## TASK GOAL
Can you reproduce the Windows 7 kernel forum post below word for word, from "Nothing of the" to "NVMe drives properly."?

## SOURCE EXTRACT
☆ ☆ ☆ ☆

Originally Posted By: tfabris
The conspiracy theorist in me wonders if that's merely Microsoft spinning this fiasco into a way to force more people to upgrade, since one of Microsoft's problems is that Win7 was so good that many people aren't bothering to upgrade it.

Nothing of the sort from what I've seen.

Windows 7 also wasn't that good either kernel wise. It did bring in some changes Microsoft started with Longhorn, and they definitely patched a lot of holes between Vista and 7, but they never really got time to properly iterate after breaking down their internal silos. In 2018, that kernel looks absolutely ancient and is holding back performance on modern machines. Microsoft finally cut some legacy, and stopped trying to patch ancient kernels to take advantage of modern processors. Their only other viable choice in my mind was to hire a second kernel team, and let them focus on legacy improvements while allowing the main team to keep pushing Win10/Server2016 forward. And yes, please let them keep going, the work they did to enable WSL is amazing and useful, as well as using NVMe drives properly.

☆ ☆ ☆ ☆

## RAW DATA

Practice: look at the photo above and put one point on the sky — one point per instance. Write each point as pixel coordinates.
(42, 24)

☆ ☆ ☆ ☆

## SOLUTION
Nothing of the sort from what I've seen.

Windows 7 also wasn't that good either kernel wise. It did bring in some changes Microsoft started with Longhorn, and they definitely patched a lot of holes between Vista and 7, but they never really got time to properly iterate after breaking down their internal silos. In 2018, that kernel looks absolutely ancient and is holding back performance on modern machines. Microsoft finally cut some legacy, and stopped trying to patch ancient kernels to take advantage of modern processors. Their only other viable choice in my mind was to hire a second kernel team, and let them focus on legacy improvements while allowing the main team to keep pushing Win10/Server2016 forward. And yes, please let them keep going, the work they did to enable WSL is amazing and useful, as well as using NVMe drives properly.